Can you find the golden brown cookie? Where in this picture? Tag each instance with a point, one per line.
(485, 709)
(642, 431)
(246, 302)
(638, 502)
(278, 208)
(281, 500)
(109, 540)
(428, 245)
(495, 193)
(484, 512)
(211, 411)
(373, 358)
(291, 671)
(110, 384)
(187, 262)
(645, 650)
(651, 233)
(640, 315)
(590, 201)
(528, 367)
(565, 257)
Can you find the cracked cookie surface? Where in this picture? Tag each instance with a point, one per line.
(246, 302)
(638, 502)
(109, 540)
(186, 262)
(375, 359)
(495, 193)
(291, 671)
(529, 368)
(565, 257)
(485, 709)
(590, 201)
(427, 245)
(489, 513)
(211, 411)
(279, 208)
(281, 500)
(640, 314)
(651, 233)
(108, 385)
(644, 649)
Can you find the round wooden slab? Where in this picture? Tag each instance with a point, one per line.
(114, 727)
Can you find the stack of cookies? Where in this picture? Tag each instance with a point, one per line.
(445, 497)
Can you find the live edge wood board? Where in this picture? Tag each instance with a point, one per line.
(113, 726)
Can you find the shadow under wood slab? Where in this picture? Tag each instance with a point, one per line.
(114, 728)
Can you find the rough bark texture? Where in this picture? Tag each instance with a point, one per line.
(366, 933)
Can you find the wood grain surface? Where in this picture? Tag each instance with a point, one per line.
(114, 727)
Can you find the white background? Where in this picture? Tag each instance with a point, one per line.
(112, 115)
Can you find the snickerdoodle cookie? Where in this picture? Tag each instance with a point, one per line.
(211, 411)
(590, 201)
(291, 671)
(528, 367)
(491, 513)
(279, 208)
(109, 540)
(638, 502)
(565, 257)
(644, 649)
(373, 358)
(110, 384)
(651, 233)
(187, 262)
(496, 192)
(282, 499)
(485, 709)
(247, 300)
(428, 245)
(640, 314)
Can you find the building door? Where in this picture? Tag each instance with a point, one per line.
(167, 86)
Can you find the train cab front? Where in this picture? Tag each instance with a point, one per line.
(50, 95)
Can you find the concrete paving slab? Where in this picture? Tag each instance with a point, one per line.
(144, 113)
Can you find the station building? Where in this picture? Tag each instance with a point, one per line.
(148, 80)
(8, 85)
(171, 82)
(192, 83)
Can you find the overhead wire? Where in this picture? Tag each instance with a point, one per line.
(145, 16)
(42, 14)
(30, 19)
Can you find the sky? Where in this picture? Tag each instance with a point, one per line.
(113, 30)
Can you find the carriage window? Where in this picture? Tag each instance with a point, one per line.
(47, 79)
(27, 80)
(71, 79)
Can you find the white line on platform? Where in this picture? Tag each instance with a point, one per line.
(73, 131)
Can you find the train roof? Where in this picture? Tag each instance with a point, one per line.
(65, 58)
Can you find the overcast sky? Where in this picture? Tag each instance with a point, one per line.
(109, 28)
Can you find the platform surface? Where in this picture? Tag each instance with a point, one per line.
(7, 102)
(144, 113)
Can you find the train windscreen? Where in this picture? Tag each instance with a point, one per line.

* **Exercise objective**: Copy out exactly the lines from the line with "Can you find the building" to the end of the listing, including both of those lines, and give nothing else.

* **Correct response**:
Can you find the building door? Where in this picture? Tag each instance with a point, one per line.
(167, 86)
Can you find the train cab front? Where in this picture? Tag each instance with a point, one per line.
(50, 95)
Can you find the concrete paving slab? Where in this picture? Tag each instance with a point, one per line.
(144, 113)
Can you find the station building? Where in this picture? Tag each instance with a point, one per line.
(148, 80)
(8, 85)
(171, 82)
(192, 83)
Can you find the overhead wire? Where in this picture? Tag each instance with a point, one per line.
(145, 16)
(42, 14)
(30, 19)
Can you find the sky? Where in this picture? Tag each instance with a point, one per line.
(113, 30)
Can you find the carriage window? Where in this picture? Tag each instance with a point, one per line.
(47, 79)
(27, 80)
(71, 79)
Can you find the white line on platform? Where in this picture? Tag each instance with a point, one per line.
(73, 131)
Can you find the train roof? Where in this picture? Tag each instance with a point, one per line.
(65, 58)
Can you find the overcast sky? Where in this picture? Tag each instance with a point, one per line.
(109, 28)
Can you find the platform surface? Where in this picture? Tag each instance with a point, one per line.
(7, 102)
(144, 113)
Can you find the train windscreen? Where in this picture? Tag each instance with a point, one per line.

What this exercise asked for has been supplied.